**GIVEN ENTRIES**
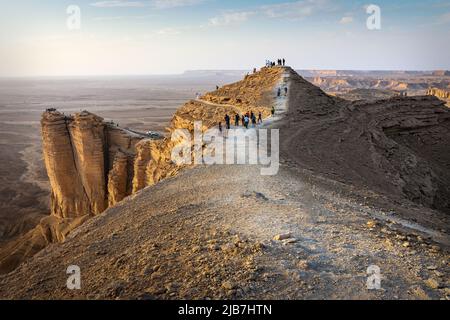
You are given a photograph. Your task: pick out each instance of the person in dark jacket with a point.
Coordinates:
(228, 122)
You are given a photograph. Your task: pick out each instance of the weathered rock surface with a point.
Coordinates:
(441, 94)
(93, 165)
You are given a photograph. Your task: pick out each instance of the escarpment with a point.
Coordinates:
(93, 165)
(87, 163)
(439, 93)
(396, 147)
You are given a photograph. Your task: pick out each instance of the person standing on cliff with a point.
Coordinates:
(246, 121)
(228, 122)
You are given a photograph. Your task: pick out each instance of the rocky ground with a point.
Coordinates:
(228, 232)
(192, 240)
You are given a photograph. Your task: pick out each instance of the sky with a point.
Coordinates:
(140, 37)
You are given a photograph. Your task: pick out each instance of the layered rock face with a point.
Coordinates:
(87, 163)
(441, 94)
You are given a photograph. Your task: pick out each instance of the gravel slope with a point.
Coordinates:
(209, 233)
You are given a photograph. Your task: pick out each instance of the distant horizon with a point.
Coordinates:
(166, 37)
(207, 70)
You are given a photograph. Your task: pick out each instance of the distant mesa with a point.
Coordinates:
(93, 165)
(441, 73)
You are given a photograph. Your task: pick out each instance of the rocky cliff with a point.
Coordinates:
(397, 147)
(93, 165)
(441, 94)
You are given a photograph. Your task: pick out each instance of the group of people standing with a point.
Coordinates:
(248, 119)
(280, 62)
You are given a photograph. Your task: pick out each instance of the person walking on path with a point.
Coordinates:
(236, 120)
(253, 120)
(246, 121)
(228, 122)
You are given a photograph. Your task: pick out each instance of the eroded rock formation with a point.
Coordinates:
(93, 165)
(441, 94)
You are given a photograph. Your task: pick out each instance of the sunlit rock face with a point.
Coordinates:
(86, 160)
(439, 93)
(93, 164)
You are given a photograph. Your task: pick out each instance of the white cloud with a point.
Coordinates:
(297, 9)
(159, 4)
(168, 32)
(346, 20)
(230, 18)
(164, 4)
(117, 4)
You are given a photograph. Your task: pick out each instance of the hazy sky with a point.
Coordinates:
(170, 36)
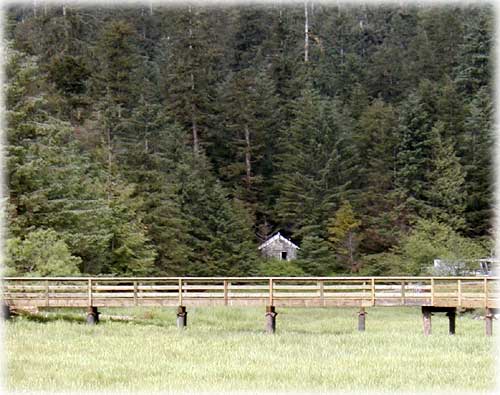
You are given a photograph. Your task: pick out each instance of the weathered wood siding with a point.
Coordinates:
(276, 247)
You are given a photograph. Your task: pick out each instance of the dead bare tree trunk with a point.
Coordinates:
(196, 143)
(306, 29)
(110, 160)
(194, 126)
(248, 164)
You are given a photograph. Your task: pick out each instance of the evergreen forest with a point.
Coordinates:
(164, 140)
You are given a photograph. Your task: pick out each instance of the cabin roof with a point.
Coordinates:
(279, 237)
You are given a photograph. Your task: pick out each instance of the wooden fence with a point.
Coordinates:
(471, 292)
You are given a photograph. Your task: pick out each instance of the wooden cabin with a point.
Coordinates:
(279, 247)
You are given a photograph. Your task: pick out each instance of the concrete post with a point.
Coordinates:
(181, 317)
(488, 321)
(92, 315)
(451, 317)
(361, 319)
(271, 319)
(426, 314)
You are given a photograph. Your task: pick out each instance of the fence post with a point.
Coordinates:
(485, 292)
(271, 319)
(90, 292)
(181, 317)
(373, 291)
(361, 319)
(488, 321)
(180, 292)
(459, 293)
(426, 315)
(451, 317)
(226, 293)
(47, 293)
(432, 291)
(321, 293)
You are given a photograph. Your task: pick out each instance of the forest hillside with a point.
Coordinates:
(151, 140)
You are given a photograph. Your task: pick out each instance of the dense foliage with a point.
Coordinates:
(171, 141)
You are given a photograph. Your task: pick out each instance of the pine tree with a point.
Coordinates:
(342, 233)
(477, 160)
(446, 193)
(312, 175)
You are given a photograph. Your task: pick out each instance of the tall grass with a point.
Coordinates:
(227, 349)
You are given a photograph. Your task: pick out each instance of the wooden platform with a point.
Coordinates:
(469, 292)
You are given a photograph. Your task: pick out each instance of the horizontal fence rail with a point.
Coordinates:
(467, 292)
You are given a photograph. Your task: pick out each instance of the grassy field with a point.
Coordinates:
(227, 349)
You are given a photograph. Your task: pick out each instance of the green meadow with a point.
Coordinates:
(226, 349)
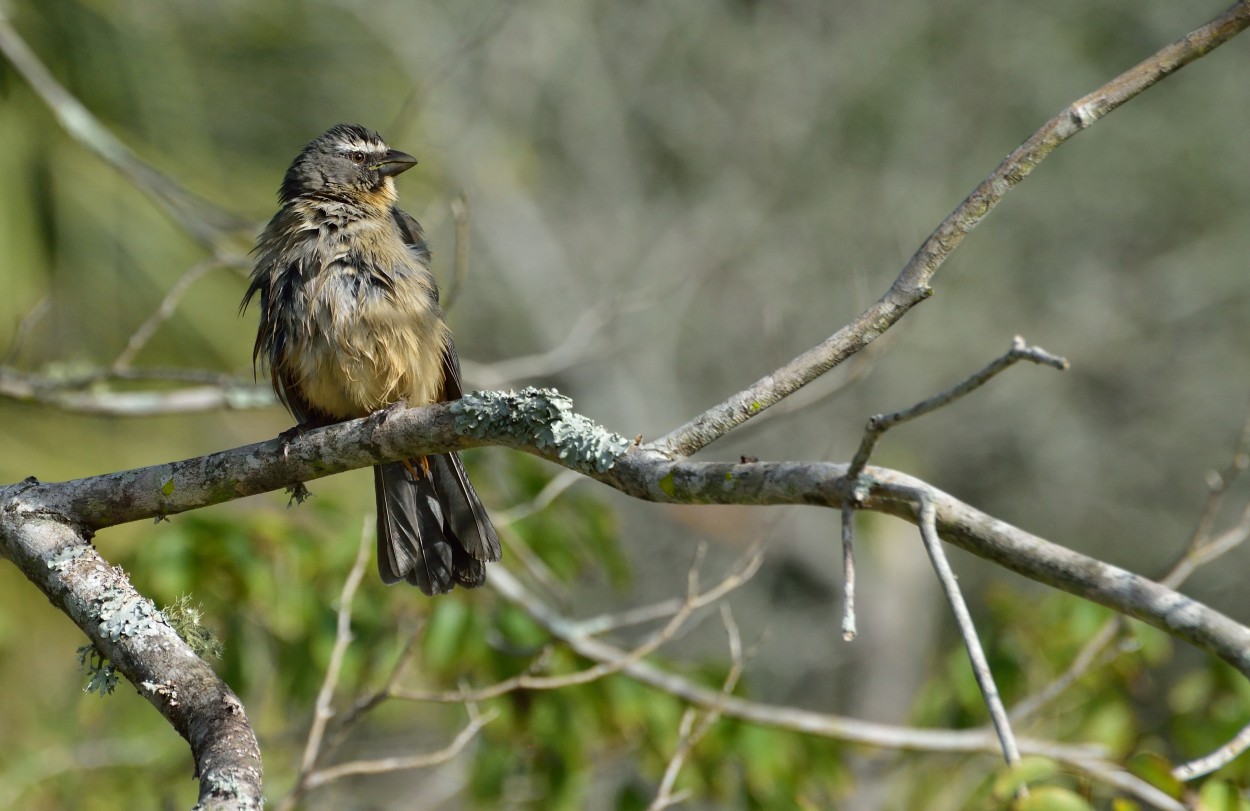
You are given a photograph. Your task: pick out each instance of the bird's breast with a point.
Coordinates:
(371, 334)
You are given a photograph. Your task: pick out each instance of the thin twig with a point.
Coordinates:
(24, 328)
(324, 707)
(195, 215)
(966, 630)
(881, 422)
(688, 734)
(165, 310)
(1085, 759)
(849, 624)
(384, 765)
(693, 602)
(911, 285)
(460, 255)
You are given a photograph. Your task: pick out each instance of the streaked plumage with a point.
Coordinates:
(350, 324)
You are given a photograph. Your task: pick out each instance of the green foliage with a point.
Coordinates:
(186, 619)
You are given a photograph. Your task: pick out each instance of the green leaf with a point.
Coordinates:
(1053, 799)
(1030, 770)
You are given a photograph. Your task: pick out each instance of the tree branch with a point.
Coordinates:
(128, 630)
(911, 285)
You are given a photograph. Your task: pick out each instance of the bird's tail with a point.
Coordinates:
(431, 527)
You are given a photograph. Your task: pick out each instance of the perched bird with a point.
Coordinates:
(349, 325)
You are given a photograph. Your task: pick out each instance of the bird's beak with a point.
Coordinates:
(395, 163)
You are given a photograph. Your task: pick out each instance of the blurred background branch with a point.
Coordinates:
(658, 195)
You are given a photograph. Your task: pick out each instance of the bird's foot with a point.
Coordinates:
(299, 494)
(290, 435)
(385, 412)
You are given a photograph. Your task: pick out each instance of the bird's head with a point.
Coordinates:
(346, 160)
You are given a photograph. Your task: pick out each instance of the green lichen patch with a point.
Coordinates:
(544, 416)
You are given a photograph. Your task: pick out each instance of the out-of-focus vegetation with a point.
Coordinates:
(726, 183)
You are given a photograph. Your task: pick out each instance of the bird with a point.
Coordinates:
(350, 326)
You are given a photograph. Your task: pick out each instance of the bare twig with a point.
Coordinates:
(849, 625)
(964, 620)
(24, 326)
(324, 709)
(70, 395)
(384, 765)
(881, 422)
(1090, 760)
(199, 218)
(911, 286)
(140, 336)
(693, 601)
(460, 256)
(688, 734)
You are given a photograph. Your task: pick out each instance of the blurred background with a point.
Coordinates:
(654, 205)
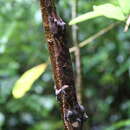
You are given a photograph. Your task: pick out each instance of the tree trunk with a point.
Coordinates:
(73, 114)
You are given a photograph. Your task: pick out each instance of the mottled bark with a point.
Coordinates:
(73, 114)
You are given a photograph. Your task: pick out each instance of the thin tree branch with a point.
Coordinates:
(95, 36)
(78, 81)
(73, 114)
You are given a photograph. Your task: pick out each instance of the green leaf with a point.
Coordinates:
(84, 17)
(24, 83)
(107, 10)
(110, 11)
(125, 6)
(123, 68)
(119, 124)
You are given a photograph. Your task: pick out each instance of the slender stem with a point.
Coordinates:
(72, 113)
(78, 81)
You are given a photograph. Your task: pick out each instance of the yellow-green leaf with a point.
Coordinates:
(24, 83)
(125, 6)
(107, 10)
(110, 11)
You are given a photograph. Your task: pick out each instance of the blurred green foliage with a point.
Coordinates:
(105, 69)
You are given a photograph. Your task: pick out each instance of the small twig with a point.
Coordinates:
(78, 79)
(127, 24)
(95, 36)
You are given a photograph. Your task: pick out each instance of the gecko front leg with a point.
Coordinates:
(61, 91)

**PROBLEM DETAILS**
In the listing above, count every line that contains "standing". Respond with the number alone.

**RESULT OF THE EXERCISE**
2